- EXERCISE INSTRUCTIONS -
Repeat the stretch of the comment thread from "2-23-2009 @ 9:28AM" through "press be present?", swapping "crystal ball" for "magic mirror".

- TEXT EXCERPT -
You make a good point, but considering everything that we have all seen thus far - I don't blame anyone for pulling their respective ears in.
How about a quick review - We have Congress. We have banking and finance committees in both the House and Senate. We have the Fed. We have the SEC. We have the OFHEO. We have State banking regulators. We have the FDIC. Between the elected officials, their agencies and the pseudo government Fed, there has to be THOUSANDS of employees. Therefore, all of these people were working in a sewer and nobody smelled anything? Am I the only crazy person out here?
I agree that it would be nice for exec's of stable operations to at least hint at what they think is coming, but when the heads of the big banks cannot muster more than "Duh", I don't blame anyone for keeping mum. It is the money, and nobody knows where it is at. They know they lost, but not how much. Talk about uncertainty? It is not any better on the other side of the pond either. The Brits held hearings also. Their bankers rate a little better than our as they were at least apologetic, but they don't know what the hell is going on either.
The Swiss are not talking and the 140+ year old HSBC is pushing commercials to buy CD's. Maybe they know where the money is?
What's odd in the above para?
2-23-2009 @ 9:28AM
Beltway Greg said...
Couldn't agree more but how can we get the
Chairman formerly know as Greenspan to stop speaking about his trusted LIBOR rates
and Paul Volker to pipe down about what he sees when he looks into his crystal ball? No doubt both of them commanded a lofty platform a few year ago and I bet I can find a quote from Volker which praises the complexities of our banking system and how it promoted economic efficiencies. Now he states quite the opposite. They've both become day old papers. Could someone please send them both to Miami and find a nice, comfortable place in the shade for both of them so they can sit together in their shared dotterage? And if you work for an organization could you insist that if they do indeed speak to your organization's annual picnic/shareholders meeting/wiener roast/golf outing that no press be present?
Thanking you in advance. Your pal, Beltway Greg
3-13-2009 @ 5:03PM
redhoefler said...
This article is getting pretty outdated, please update or pull it
3-13-2009 @ 5:40PM
Sheldon L said...
Red...did it ever occur to you that the CEO's speaking up now read this story!
It should stand for those in corporate management that have not gotten the message yet!

- EXTRACTED ENTRIES -
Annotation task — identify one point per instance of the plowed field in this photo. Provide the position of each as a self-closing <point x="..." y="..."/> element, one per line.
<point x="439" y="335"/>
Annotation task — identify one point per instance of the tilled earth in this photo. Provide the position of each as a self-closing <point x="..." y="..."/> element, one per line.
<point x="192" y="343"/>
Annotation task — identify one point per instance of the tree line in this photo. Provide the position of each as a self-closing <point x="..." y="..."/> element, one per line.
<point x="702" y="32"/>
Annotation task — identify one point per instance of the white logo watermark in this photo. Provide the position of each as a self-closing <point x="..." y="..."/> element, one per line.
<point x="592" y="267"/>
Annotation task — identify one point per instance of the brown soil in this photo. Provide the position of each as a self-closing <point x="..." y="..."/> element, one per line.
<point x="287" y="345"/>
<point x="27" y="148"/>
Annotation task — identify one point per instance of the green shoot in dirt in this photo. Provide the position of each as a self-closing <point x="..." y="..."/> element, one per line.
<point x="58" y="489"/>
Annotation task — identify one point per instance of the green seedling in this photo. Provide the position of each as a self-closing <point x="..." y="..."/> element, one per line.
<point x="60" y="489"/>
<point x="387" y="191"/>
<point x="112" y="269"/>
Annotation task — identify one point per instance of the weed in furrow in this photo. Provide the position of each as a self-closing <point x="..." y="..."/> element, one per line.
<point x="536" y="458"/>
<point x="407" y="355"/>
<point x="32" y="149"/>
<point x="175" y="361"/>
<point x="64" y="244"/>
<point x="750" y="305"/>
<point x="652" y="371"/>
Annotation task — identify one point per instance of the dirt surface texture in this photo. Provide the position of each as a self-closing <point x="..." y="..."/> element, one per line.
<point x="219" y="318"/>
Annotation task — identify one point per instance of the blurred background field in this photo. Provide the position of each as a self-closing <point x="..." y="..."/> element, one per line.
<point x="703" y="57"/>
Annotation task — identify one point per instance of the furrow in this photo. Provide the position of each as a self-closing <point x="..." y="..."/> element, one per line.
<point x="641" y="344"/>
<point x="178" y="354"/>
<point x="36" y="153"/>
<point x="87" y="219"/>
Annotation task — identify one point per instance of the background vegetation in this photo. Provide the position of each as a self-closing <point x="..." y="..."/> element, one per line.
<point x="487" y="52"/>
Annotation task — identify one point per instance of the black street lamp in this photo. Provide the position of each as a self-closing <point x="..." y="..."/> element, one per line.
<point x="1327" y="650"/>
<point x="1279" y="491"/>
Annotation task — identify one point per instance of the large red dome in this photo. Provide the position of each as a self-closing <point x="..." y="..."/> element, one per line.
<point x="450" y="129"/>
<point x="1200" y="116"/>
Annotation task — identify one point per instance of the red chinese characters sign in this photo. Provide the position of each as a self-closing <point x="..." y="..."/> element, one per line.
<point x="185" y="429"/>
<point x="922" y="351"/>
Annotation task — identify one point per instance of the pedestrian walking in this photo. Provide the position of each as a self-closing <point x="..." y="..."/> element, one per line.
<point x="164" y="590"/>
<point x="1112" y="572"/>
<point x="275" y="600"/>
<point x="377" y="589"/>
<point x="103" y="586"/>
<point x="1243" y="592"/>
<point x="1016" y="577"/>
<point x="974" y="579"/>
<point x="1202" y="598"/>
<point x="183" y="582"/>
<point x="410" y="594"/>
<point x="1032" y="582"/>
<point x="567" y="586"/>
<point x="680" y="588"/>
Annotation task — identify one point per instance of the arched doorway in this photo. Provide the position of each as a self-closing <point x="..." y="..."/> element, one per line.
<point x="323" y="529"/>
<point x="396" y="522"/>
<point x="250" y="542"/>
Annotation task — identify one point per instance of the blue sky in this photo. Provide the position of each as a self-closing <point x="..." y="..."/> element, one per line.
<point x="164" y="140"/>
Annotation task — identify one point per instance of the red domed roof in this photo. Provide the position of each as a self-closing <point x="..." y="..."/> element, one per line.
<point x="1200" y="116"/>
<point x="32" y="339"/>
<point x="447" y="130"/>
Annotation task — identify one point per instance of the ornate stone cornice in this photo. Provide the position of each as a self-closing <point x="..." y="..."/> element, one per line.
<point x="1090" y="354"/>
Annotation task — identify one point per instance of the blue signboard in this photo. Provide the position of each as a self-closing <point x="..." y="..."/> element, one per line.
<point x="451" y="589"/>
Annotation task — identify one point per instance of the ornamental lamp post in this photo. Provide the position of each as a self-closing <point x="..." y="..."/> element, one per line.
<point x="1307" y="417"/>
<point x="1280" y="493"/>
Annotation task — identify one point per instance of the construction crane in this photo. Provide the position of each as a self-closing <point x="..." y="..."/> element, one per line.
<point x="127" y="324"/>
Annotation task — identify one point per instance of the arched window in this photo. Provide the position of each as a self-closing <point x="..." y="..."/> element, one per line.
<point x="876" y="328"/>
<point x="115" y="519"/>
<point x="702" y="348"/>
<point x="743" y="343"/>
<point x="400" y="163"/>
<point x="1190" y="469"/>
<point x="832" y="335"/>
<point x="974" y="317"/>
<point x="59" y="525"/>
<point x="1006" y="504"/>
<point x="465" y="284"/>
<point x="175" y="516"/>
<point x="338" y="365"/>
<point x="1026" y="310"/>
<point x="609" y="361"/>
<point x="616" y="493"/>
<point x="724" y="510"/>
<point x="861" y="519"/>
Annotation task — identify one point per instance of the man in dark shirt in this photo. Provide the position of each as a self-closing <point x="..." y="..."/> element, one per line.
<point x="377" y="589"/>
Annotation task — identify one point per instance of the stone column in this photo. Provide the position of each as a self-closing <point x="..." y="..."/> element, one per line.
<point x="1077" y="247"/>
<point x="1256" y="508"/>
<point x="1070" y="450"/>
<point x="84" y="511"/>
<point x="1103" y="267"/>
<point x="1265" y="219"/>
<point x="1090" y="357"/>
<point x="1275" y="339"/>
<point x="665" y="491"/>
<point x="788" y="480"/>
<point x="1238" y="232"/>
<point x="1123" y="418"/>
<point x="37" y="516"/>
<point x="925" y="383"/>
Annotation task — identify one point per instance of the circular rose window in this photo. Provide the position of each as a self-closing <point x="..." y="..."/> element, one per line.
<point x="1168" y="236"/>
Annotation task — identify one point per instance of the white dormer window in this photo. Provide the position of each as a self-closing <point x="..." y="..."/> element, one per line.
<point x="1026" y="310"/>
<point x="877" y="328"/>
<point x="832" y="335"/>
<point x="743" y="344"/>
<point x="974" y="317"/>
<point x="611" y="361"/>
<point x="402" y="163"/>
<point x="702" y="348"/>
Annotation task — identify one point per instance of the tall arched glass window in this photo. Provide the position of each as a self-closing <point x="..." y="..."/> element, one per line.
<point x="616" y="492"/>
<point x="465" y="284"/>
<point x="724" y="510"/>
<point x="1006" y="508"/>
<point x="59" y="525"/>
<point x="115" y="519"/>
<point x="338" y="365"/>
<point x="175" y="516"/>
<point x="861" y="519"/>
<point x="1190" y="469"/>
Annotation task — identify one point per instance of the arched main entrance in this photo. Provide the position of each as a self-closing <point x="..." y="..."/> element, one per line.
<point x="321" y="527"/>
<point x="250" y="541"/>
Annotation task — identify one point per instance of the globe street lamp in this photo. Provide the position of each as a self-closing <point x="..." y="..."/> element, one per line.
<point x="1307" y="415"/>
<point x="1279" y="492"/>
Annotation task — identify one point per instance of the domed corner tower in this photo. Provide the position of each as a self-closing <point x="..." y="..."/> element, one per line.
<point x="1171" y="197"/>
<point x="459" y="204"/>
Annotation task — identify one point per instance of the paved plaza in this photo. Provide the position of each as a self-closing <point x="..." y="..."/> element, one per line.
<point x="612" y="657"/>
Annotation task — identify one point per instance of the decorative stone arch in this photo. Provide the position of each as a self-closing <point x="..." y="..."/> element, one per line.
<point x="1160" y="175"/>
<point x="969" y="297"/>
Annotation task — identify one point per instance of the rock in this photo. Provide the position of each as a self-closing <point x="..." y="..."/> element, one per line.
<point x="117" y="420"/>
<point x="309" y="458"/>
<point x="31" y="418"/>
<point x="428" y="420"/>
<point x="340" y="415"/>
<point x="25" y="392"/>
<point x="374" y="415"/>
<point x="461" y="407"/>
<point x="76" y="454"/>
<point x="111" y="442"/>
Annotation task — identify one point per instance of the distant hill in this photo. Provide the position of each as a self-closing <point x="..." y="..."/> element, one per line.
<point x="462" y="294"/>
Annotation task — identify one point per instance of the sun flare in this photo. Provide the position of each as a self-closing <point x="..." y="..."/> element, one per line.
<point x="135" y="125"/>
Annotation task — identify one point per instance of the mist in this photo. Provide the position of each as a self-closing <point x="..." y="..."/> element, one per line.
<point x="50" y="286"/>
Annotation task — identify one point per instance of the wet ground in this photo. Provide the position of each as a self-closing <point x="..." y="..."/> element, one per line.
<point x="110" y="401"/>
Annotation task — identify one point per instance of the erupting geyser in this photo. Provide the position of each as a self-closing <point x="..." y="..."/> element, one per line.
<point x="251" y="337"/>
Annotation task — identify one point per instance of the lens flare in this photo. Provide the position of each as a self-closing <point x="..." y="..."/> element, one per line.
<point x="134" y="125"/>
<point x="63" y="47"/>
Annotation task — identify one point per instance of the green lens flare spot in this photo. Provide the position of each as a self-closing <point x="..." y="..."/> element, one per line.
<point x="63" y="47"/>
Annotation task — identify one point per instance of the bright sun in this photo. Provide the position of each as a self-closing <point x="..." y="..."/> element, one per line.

- OUTPUT OF THE EXERCISE -
2-23-2009 @ 9:28AM
Beltway Greg said...
Couldn't agree more but how can we get the
Chairman formerly know as Greenspan to stop speaking about his trusted LIBOR rates
and Paul Volker to pipe down about what he sees when he looks into his magic mirror? No doubt both of them commanded a lofty platform a few year ago and I bet I can find a quote from Volker which praises the complexities of our banking system and how it promoted economic efficiencies. Now he states quite the opposite. They've both become day old papers. Could someone please send them both to Miami and find a nice, comfortable place in the shade for both of them so they can sit together in their shared dotterage? And if you work for an organization could you insist that if they do indeed speak to your organization's annual picnic/shareholders meeting/wiener roast/golf outing that no press be present?